What to work on: Reproduce, word for word, the stretch of the thread on frogs hanging above the water from "I went in my" through "get seriously concerned?".

# ADFs Hanging Above Water Surface



## adlemsi (Jul 3, 2015)

I went in my bedroom & checked on my "aquatic roommates". Magma, my Betta was busy playing with the duckweed floating in his tank The Assassin Snails were bumming around. But two of my ADFs were literally hanging out above the water surface! :shock: The other one was hanging out in the space between the heater & the tank back, in the water. Why would the other two hang out above the water surface (not just a brief nose above water line breather)? Is it ok for them to do that? How long can they be out like that before I can get seriously concerned?


----------



## lilnaugrim (Mar 27, 2013)

My frogs would border hop in the 20. They'd literally climb the craft mesh and get over onto the other side so you're are probably just seeing the ledge and thinking they can go out and explore. I'd keep an eye on them just in case. Don't want them drying out! Have you tested your water lately? Done your regular water changes? Sometimes certain animals will try to escape an environment if it is not to their liking.


----------



## adlemsi (Jul 3, 2015)

The one on the right side came down on his own. I ended up tapping the other one gently to go down because it was freaking me out seeing him clinging to the edge without moving. He's swimming around like normal now. I haven't tested the water yet today. I have more time in the evenings for maintenance & testing. I'll get to it now.


----------



## adlemsi (Jul 3, 2015)

I tested the water: 7.6 pH, 0ppm Nitrate/Nitrite, Ammonia was slightly above 0ppm but not quite 0.25ppm. I did a 50% water change just to be safe.


----------



## lilnaugrim (Mar 27, 2013)

Okay  Sounds fine.


----------



## adlemsi (Jul 3, 2015)

Extracted entries:
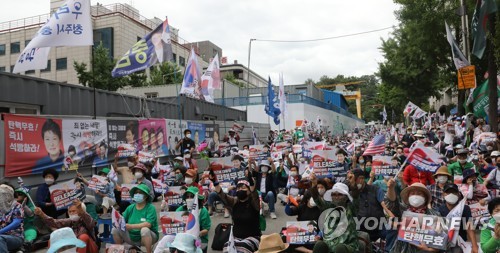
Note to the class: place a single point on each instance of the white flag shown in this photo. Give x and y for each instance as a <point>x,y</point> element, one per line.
<point>210,80</point>
<point>231,247</point>
<point>193,225</point>
<point>282,96</point>
<point>70,25</point>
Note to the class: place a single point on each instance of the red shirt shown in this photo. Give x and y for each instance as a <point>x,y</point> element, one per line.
<point>413,175</point>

Correct output:
I went in my bedroom & checked on my "aquatic roommates". Magma, my Betta was busy playing with the duckweed floating in his tank The Assassin Snails were bumming around. But two of my ADFs were literally hanging out above the water surface! :shock: The other one was hanging out in the space between the heater & the tank back, in the water. Why would the other two hang out above the water surface (not just a brief nose above water line breather)? Is it ok for them to do that? How long can they be out like that before I can get seriously concerned?